Re: [PATCH 6/9] mm: compaction: Acquire the zone->lock as late as possible

linux-mm.kvack.org archive mirror
 help / color / mirror / Atom feed

From: Minchan Kim <minchan@kernel.org>
To: Mel Gorman <mgorman@suse.de>
Cc: Andrew Morton <akpm@linux-foundation.org>,
	Richard Davies <richard@arachsys.com>,
	Shaohua Li <shli@kernel.org>, Rik van Riel <riel@redhat.com>,
	Avi Kivity <avi@redhat.com>, QEMU-devel <qemu-devel@nongnu.org>,
	KVM <kvm@vger.kernel.org>, Linux-MM <linux-mm@kvack.org>,
	LKML <linux-kernel@vger.kernel.org>
Subject: Re: [PATCH 6/9] mm: compaction: Acquire the zone->lock as late as possible
Date: Tue, 25 Sep 2012 16:36:54 +0900	[thread overview]
Message-ID: <20120925073654.GN13234@bbox> (raw)
In-Reply-To: <20120924085238.GY11266@suse.de>

On Mon, Sep 24, 2012 at 09:52:38AM +0100, Mel Gorman wrote:
> On Fri, Sep 21, 2012 at 02:35:57PM -0700, Andrew Morton wrote:
> > On Fri, 21 Sep 2012 11:46:20 +0100
> > Mel Gorman <mgorman@suse.de> wrote:
> > 
> > > Compactions free scanner acquires the zone->lock when checking for PageBuddy
> > > pages and isolating them. It does this even if there are no PageBuddy pages
> > > in the range.

========================================================================

List every individual named in the Cc field of the mailing-list message header, along with the email address shown for each. Exclude the mailing lists.

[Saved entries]
========================================================================

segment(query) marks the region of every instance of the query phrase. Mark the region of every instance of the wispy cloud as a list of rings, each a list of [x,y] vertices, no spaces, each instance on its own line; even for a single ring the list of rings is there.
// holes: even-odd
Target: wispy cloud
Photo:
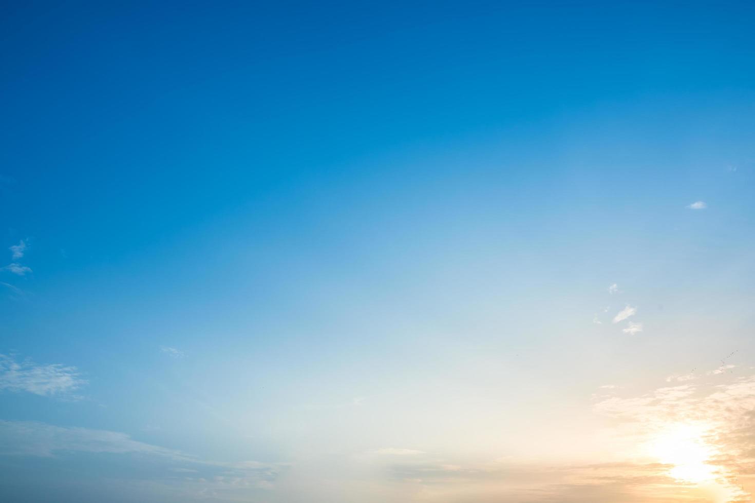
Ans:
[[[618,323],[619,321],[624,321],[630,316],[634,316],[637,314],[637,308],[633,308],[631,305],[627,305],[624,309],[618,311],[618,314],[614,317],[613,322]]]
[[[630,336],[633,336],[643,331],[643,324],[630,321],[627,324],[627,328],[621,329],[621,331],[624,332],[624,333],[628,333]]]
[[[14,244],[8,250],[13,253],[14,260],[20,259],[23,256],[23,253],[26,250],[26,242],[22,239],[18,242],[18,244]]]
[[[0,390],[76,398],[70,393],[86,384],[75,367],[19,362],[13,355],[0,354]]]
[[[269,489],[287,467],[283,463],[204,460],[179,450],[140,442],[117,431],[54,426],[37,422],[0,421],[0,455],[53,458],[65,462],[69,456],[78,452],[95,455],[102,453],[122,456],[135,455],[137,457],[132,458],[132,462],[139,466],[144,466],[149,462],[156,468],[162,468],[169,472],[196,474],[195,477],[186,476],[182,479],[183,483],[194,489]],[[100,459],[107,463],[112,458]],[[119,466],[122,466],[123,462],[118,463]],[[71,470],[72,473],[76,467]],[[89,477],[90,474],[85,475]],[[220,498],[217,501],[248,500]]]
[[[180,349],[171,348],[170,346],[160,346],[160,351],[174,358],[185,358],[186,354]]]
[[[370,451],[371,454],[378,454],[380,455],[417,455],[424,454],[424,451],[418,451],[413,449],[396,449],[395,447],[386,447],[384,449],[376,449]]]
[[[14,287],[10,283],[5,283],[5,281],[0,281],[0,285],[5,287],[13,293],[14,296],[17,297],[23,297],[24,296],[24,292],[23,290],[18,287]]]
[[[5,267],[0,267],[0,271],[8,271],[19,276],[24,276],[27,272],[32,272],[32,269],[26,265],[21,265],[17,262],[8,264]]]

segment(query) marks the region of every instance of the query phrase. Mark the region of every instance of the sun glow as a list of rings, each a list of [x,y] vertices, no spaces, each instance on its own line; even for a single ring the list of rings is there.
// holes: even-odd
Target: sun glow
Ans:
[[[680,481],[702,483],[716,478],[710,464],[716,449],[707,440],[710,428],[703,425],[673,425],[651,443],[652,455],[664,465],[673,465],[669,474]]]

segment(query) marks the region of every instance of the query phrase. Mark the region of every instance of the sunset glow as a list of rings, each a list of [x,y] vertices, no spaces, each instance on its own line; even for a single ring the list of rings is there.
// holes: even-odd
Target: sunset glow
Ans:
[[[755,503],[755,2],[0,38],[0,503]]]

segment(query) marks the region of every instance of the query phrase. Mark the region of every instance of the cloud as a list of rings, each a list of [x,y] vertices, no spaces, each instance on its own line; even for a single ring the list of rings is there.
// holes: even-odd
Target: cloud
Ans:
[[[643,331],[643,324],[630,321],[627,324],[627,328],[621,329],[621,331],[624,332],[624,333],[628,333],[630,336],[633,336]]]
[[[18,362],[12,355],[0,354],[0,390],[75,398],[69,394],[86,384],[75,367],[40,365],[28,359]]]
[[[72,455],[80,462],[80,453],[96,456],[93,459],[97,460],[98,465],[116,462],[119,469],[126,466],[123,460],[113,462],[112,456],[100,455],[131,455],[134,465],[140,468],[137,475],[140,478],[165,477],[166,482],[172,481],[171,483],[175,484],[174,474],[186,474],[180,480],[180,487],[166,487],[178,492],[183,489],[226,492],[270,489],[281,471],[288,466],[284,463],[266,464],[255,461],[223,462],[205,460],[179,450],[140,442],[117,431],[55,426],[32,421],[0,420],[0,455],[36,456],[51,459],[50,462],[57,460],[58,462],[66,463]],[[75,474],[76,470],[76,463],[69,465],[66,477]],[[190,474],[196,475],[190,476]],[[81,475],[85,480],[91,477],[91,472],[86,471],[81,472]],[[133,479],[127,480],[129,483],[134,482]],[[180,497],[181,495],[177,495]],[[170,501],[189,499],[170,498]],[[221,501],[229,500],[222,498]],[[246,498],[230,501],[249,500]]]
[[[185,358],[186,356],[186,354],[180,349],[171,348],[170,346],[160,346],[160,351],[174,358]]]
[[[666,382],[684,382],[696,379],[698,376],[690,373],[689,374],[674,374],[666,378]]]
[[[23,256],[23,252],[26,250],[26,242],[23,239],[18,242],[18,244],[14,244],[12,247],[8,248],[13,253],[13,259],[20,259]]]
[[[617,440],[655,458],[677,481],[709,477],[722,495],[716,501],[750,501],[738,480],[755,473],[755,376],[716,373],[672,376],[667,381],[683,384],[611,397],[594,410],[612,419]]]
[[[5,267],[0,267],[0,271],[8,271],[8,272],[12,272],[13,274],[18,275],[19,276],[23,276],[27,272],[32,272],[31,268],[16,262],[8,264]]]
[[[5,287],[9,290],[11,290],[13,294],[17,297],[23,297],[24,295],[23,290],[17,287],[14,287],[10,283],[5,283],[5,281],[0,281],[0,285]]]
[[[380,455],[417,455],[424,454],[424,451],[418,451],[413,449],[396,449],[395,447],[387,447],[384,449],[376,449],[370,451],[371,454],[379,454]]]
[[[618,323],[619,321],[624,321],[630,316],[634,316],[637,313],[637,308],[633,308],[631,305],[627,305],[624,309],[618,311],[618,314],[614,317],[613,322]]]

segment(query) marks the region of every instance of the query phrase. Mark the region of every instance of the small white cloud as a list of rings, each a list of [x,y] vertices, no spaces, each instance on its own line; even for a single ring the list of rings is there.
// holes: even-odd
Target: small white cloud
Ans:
[[[171,348],[170,346],[160,346],[160,351],[168,356],[173,357],[174,358],[185,358],[186,356],[186,354],[180,349]]]
[[[14,260],[20,259],[23,256],[23,252],[26,250],[26,242],[22,239],[18,242],[18,244],[14,244],[8,250],[13,253]]]
[[[613,322],[618,323],[619,321],[624,321],[630,316],[634,316],[636,313],[637,308],[633,308],[631,305],[627,305],[627,307],[618,311],[618,314],[614,317]]]
[[[630,336],[633,336],[643,331],[643,324],[630,321],[629,324],[627,325],[627,328],[621,329],[621,331],[624,332],[624,333],[628,333]]]
[[[380,455],[417,455],[424,454],[423,451],[418,451],[413,449],[396,449],[395,447],[387,447],[384,449],[376,449],[370,451],[371,454],[379,454]]]
[[[31,360],[18,362],[12,355],[0,354],[0,390],[65,396],[85,384],[75,367],[40,365]]]
[[[14,287],[10,283],[5,283],[5,281],[0,281],[0,285],[2,285],[3,287],[5,287],[6,288],[8,288],[17,297],[22,297],[22,296],[23,296],[23,290],[21,290],[20,288],[17,287]]]
[[[666,382],[684,382],[686,381],[692,381],[698,378],[694,373],[689,374],[673,374],[673,376],[669,376],[666,378]]]
[[[0,271],[8,271],[8,272],[12,272],[13,274],[18,275],[19,276],[23,276],[27,272],[32,272],[32,270],[29,268],[26,265],[17,264],[16,262],[8,264],[5,267],[0,267]]]

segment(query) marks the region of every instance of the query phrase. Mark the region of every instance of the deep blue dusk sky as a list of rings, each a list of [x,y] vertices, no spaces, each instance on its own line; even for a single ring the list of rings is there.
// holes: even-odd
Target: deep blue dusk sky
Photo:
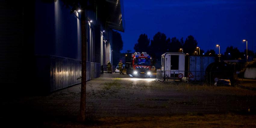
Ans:
[[[145,33],[150,39],[157,32],[167,38],[189,35],[205,51],[220,45],[224,53],[228,46],[241,51],[253,48],[256,52],[256,0],[214,1],[124,0],[125,29],[121,33],[122,52],[133,46],[139,35]],[[139,52],[139,51],[138,51]]]

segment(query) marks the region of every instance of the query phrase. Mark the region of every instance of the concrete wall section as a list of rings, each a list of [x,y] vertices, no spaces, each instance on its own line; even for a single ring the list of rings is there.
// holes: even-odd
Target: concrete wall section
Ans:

========================================================================

● **THE REPLY**
- Andrew Morton <akpm@linux-foundation.org>
- Richard Davies <richard@arachsys.com>
- Shaohua Li <shli@kernel.org>
- Rik van Riel <riel@redhat.com>
- Avi Kivity <avi@redhat.com>